■ **GIVEN ENTRIES**
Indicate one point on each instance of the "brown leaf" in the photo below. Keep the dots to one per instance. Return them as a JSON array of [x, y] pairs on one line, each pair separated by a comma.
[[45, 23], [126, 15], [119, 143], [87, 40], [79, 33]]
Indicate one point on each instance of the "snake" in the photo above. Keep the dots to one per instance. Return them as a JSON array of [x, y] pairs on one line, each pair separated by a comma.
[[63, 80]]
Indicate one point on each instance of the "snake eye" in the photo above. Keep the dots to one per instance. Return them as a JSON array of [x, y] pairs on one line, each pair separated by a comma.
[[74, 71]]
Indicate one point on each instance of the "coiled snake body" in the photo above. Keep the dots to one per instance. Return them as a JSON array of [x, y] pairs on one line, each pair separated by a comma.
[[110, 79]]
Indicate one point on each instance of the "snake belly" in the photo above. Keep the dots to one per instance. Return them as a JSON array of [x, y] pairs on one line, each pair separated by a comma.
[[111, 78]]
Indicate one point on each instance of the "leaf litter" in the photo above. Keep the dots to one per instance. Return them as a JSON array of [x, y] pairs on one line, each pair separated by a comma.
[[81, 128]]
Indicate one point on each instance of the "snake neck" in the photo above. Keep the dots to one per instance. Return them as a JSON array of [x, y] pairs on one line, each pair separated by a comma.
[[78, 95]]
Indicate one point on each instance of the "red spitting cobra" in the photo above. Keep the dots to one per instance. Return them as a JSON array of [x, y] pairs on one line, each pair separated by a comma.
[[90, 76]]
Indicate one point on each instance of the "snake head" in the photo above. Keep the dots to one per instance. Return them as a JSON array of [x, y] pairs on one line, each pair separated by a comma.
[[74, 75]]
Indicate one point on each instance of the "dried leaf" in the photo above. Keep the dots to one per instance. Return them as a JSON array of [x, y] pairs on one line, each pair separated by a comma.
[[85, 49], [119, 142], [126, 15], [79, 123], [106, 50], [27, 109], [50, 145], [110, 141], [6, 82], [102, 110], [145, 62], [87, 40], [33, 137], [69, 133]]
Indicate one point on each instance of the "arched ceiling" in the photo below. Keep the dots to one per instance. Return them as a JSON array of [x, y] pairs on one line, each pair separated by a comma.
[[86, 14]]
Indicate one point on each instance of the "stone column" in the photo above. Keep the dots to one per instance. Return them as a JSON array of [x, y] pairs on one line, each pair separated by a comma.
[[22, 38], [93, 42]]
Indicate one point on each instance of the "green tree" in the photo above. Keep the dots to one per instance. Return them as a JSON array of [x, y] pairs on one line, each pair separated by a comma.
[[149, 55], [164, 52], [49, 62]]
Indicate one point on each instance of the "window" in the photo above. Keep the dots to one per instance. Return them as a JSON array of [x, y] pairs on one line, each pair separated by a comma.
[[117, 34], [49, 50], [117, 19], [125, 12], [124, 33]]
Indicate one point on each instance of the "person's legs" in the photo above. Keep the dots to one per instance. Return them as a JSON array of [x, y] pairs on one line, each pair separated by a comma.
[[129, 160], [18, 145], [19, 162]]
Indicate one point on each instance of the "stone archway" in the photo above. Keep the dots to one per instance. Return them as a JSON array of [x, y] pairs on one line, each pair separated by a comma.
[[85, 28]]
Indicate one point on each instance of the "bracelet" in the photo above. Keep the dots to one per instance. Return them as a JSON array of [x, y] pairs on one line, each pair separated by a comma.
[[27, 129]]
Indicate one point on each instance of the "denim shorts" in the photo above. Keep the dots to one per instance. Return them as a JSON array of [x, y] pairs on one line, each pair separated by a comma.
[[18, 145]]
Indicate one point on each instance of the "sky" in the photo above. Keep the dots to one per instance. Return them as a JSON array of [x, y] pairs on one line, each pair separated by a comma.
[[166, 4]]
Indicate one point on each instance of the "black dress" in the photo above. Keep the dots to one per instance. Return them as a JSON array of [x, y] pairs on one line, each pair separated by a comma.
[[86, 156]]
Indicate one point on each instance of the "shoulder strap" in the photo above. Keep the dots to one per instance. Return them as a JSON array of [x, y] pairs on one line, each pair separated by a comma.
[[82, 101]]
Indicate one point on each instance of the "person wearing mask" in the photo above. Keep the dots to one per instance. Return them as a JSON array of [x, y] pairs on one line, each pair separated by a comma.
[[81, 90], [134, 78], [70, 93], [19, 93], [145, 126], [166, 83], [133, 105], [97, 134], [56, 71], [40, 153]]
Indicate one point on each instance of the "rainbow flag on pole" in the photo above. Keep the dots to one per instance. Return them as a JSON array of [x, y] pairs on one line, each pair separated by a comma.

■ **DIRECTIONS**
Restate the data above word for word.

■ **TASK OUTPUT**
Indicate one point on each instance of the "brown leaf" in the photo below. Keep the dots to one per instance. Return them as a JSON array of [x, y] pairs on one line, each pair separated by a comma.
[[45, 23], [126, 15], [119, 143], [87, 40], [79, 33]]
Indicate one point on each instance of the "snake" in the photo above. Keep the dots to one per instance. Return them as a JSON array of [x, y] pairs on one line, each pair separated by a comma.
[[63, 80]]
Indicate one point on each instance of the "snake eye" in the photo above. Keep the dots to one per instance. Return them as a JSON array of [x, y] pairs on one line, each pair separated by a comma.
[[74, 71]]
Indicate one point on each instance of the "coiled snake body" in the photo above. Keep the dots to one per instance. Return them as a JSON array of [x, y] pairs on one line, each pair separated by a comma.
[[110, 79]]
Indicate one point on each instance of the "snake belly" in the photo above. Keep the dots to one per instance. Return them as a JSON array of [x, y] pairs on one line, each pair separated by a comma.
[[111, 78]]
Indicate one point on each instance of the "leaf litter" in the photo above. Keep the dots to one per instance. Return them as a JSON array of [x, y] pairs on one line, each pair separated by a comma.
[[81, 128]]
Indicate one point on each instance of the "snake neck" in the photo above. Keep the dots to one per instance. Return them as a JSON array of [x, y] pairs on one line, each pair separated by a comma.
[[78, 95]]
Indicate one point on each instance of the "red spitting cobra" in the photo above. Keep the dots to one per instance. Return them as a JSON array of [x, y] pairs on one line, each pair separated by a comma.
[[90, 76]]
Indicate one point on each instance of the "snake head" in the photo above. Keep the dots to one per instance. Return them as a JSON array of [x, y] pairs on one line, each pair separated by a comma.
[[74, 75]]
Indicate one point on each instance of the "dried leaf" in the photo above. Keep the dots to one per instance. Return them as a JSON array of [x, y] pairs on one line, each pair separated by a comma.
[[85, 49], [119, 142], [126, 15], [79, 123], [106, 50], [27, 109], [50, 145], [110, 141], [6, 82], [102, 110], [145, 62], [87, 40], [33, 137], [69, 133]]
Indicate one point on each instance of the "arched ceiling" in the photo below. Keep the dots to one per instance. Return them as a JSON array of [x, y] pairs on one line, each pair separated by a comma.
[[86, 14]]
Indicate one point on each instance of the "stone column" in the photo above. Keep the dots to one per instance. Return them as a JSON array of [x, y] pairs on one line, each pair separated by a comma.
[[22, 38], [93, 42]]
Indicate one point on each instance of the "green tree" in the photo above. Keep the dots to one per instance. Return them as a JSON array of [x, y] pairs on one line, each pair separated by a comma.
[[149, 55], [164, 52], [49, 62]]
Indicate one point on each instance of the "window" in the photo above. Keep the dots to one per instance. Return them as a JSON array of [x, y] pairs on one line, each pair separated by a comma.
[[117, 34], [49, 50], [117, 19], [125, 12], [124, 33]]
Indicate one point on each instance of the "person's legs" in the photo above. Keep the dots to one per instance. Return them as a JSON array of [x, y] pairs on one line, each pair separated by a comma.
[[129, 160], [18, 145], [19, 162]]
Indicate one point on each instance of the "stone archway" in the photo above. Keep the dots to one per instance. Return them as a JSON array of [x, y] pairs on one line, each pair separated by a comma.
[[85, 28]]
Indicate one point on each instance of the "bracelet" in the photo above. Keep the dots to one per instance. Return them as a JSON array of [x, y] pairs on one line, each pair separated by a comma.
[[27, 129]]
Indicate one point on each instance of the "denim shorts" in the photo above. Keep the dots to one per instance. Return them as a JSON array of [x, y] pairs on one line, each pair separated by a comma.
[[18, 145]]
Indicate one point on each instance of the "sky" in the photo above. Keep the dots to one per instance. Return them as a JSON array of [x, y] pairs on one line, each pair separated by a comma.
[[166, 4]]
Indicate one point on each instance of the "black dress" in the photo above. Keep the dots to one per instance. Return them as a JSON array of [x, y] pairs on one line, each pair separated by a comma.
[[86, 156]]
Indicate one point on each instance of the "shoulder strap" in the photo above. Keep the dots to one per instance. Return them as a JSON array of [x, y] pairs on one line, each pair separated by a comma.
[[82, 101]]
Indicate one point on each instance of the "person wearing mask" in the photo above. Keep the dots to one per instance. Return them as a JSON array of [x, y] pairs on one line, each pair separated by a comma.
[[81, 90], [134, 78], [70, 93], [19, 93], [145, 126], [166, 83], [133, 105], [97, 134], [56, 71], [40, 153]]
Indicate one point on each instance of the "rainbow flag on pole" in the photo above. Keep the dots to one per instance. Return them as a JSON array of [x, y] pairs on one line, each pair separated by a comma.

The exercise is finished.